*Actions to take*.
A. Answer these questions about the market-day blog post:
(i) Which average's sudden decline shortly before 3:00 p.m. does the Wall Street Journal attribute to a tabulation delay?
(ii) By how much was gold down when the COMEX session ended in New York?
(iii) What rate does ING Direct offer on checking accounts with balances of $100,000 or more?
B. Copy the market-day blog post from "The oil stocks" up to and including "in recent months.".
C. Carry on writing the market-day blog post from the point where it stops.

*Document excerpt*.
-- Opening Marker --

Wikinvest Wire

The Day in Charts

Tuesday, February 27, 2007

Something very different was set for publication here this afternoon, but the subject of increasing postal rates can surely wait until tomorrow. Here it is - the day in charts.

After stock markets in China fell nine percent or more, the major U.S. indexes started out bad, then got worse, then at 3PM ... what the heck was that?


The Wall Street Journal says($) it was a plumbing problem:

The sudden, sharp decline by the Dow Jones Industrial Average shortly before 3:00 p.m. was triggered by a tabulation delay by Dow Jones data systems, which calculates the average. There was a temporary lag in calculation of the 30 large-stock average due to a surge in order flows as the market continued to tumble in afternoon trading, much like a clogged pipe. Shortly before 3 p.m., Dow Jones Indexes switched over to a backup system to calculate the average, which nearly instantly registered the huge move.
The oil stocks followed the broad equity markets while the mining stocks fell at about twice that pace. Here too, some undergarments were surely soiled at mid-afternoon.


Gold and black gold along with silver all had less exciting days than the associated equities. After the COMEX session ended in New York, gold was down only $2, but in New York Access trading it promptly fell $20, though about a quarter of that has since been recovered.


High-flying uranium stocks got whacked pretty good, some of the smaller exploration companies falling 15 percent or more. Just like stock markets in China, the day's decline must be looked at in the overall context of soaring share prices in recent months.


Naturally, the respondents to a Wall Street Journal poll are still pretty bullish on stocks for the long run (or, at least until another few days of trading like this.) Gold gets a little more respect than usual.


I see ING Direct now offers 5.3 percent on checking accounts with balances of $100,000 or more. Something to keep in mind.

10 comments:

Anonymous said...

NYSE suddenly discovers that its computers wouldn't allow stocks to go down very much. Hmmmm...

-- Closing Marker --

Point localization data:
-- Opening Marker --

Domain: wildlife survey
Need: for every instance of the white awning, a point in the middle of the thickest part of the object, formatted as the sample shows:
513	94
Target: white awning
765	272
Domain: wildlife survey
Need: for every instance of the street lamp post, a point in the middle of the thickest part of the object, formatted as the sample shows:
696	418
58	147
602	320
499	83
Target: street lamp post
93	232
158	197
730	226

-- Closing Marker --

*Results of the exercise*.
A.
(i) The Dow Jones Industrial Average
(ii) $2
(iii) 5.3 percent

B.
The oil stocks followed the broad equity markets while the mining stocks fell at about twice that pace. Here too, some undergarments were surely soiled at mid-afternoon.


Gold and black gold along with silver all had less exciting days than the associated equities. After the COMEX session ended in New York, gold was down only $2, but in New York Access trading it promptly fell $20, though about a quarter of that has since been recovered.


High-flying uranium stocks got whacked pretty good, some of the smaller exploration companies falling 15 percent or more. Just like stock markets in China, the day's decline must be looked at in the overall context of soaring share prices in recent months.

C.
Anonymous said...

The Japanese central bank is probably going to get blamed for this after their interest rate hike. Like Homer Simpson, they're probably going, "Doh!"

Anonymous said...

A buying opportunity you say? Might want to load up on those uranium stocks...

Anonymous said...

BLAME IT ON GREENSPAN!!!

Anonymous said...

What's the big 'friggin deal? From Bloomberg:

China's Shanghai and Shenzhen 300 Index yesterday slumped 9.2 percent, also from a record. It had jumped 13 percent in the previous six sessions. The rout wiped out $107.8 billion from the market value of China's companies, which had doubled in the past year.

Anonymous said...

Tim, it is clear the postmaster general was behind today's diversionary tactic, and you fell for it.

Tim said...

That made me laugh.

Anonymous said...

I recently had a semi-argument with a post office clerk because I was making the "oddball" request of buying $.01 increment stamps well in advance of the price increase!

It's almost like they are resisting any way out of the "double posting" that usually occurs when us hapless citizens are caught unawares of a rate increase.

Regarding the markets, something very weird seems to be going on. Did anyone notice that the precious metals ETFs are down way more than the underlying metals? In terms of daily change, it was something like minus a fraction of a percent for gold, vs. -3-4% for the ETF, and -1% for silver, vs. nearly -5% for the ETF. I know some divergence is always possible, but this is just outlandish. This begs explanation.

Could a massive selloff in the precious metals ETFs by de-leveraging hedge funds explain it?

Tim said...

Spot prices in the U.S. for the day are set after the New York close at 1:30 PM EST, at which time gold was down just two dollars.

After that there was another 20-something dollar decline up until 4:30 PM EST when the AMEX closed, so GLD closed down almost 4 percent, the equivalent of about $27 per ounce for the day.

About half of that has been made up as I write this.

Anonymous said...

Ah, thanks Tim; I didn't realize there was such a large trading window difference.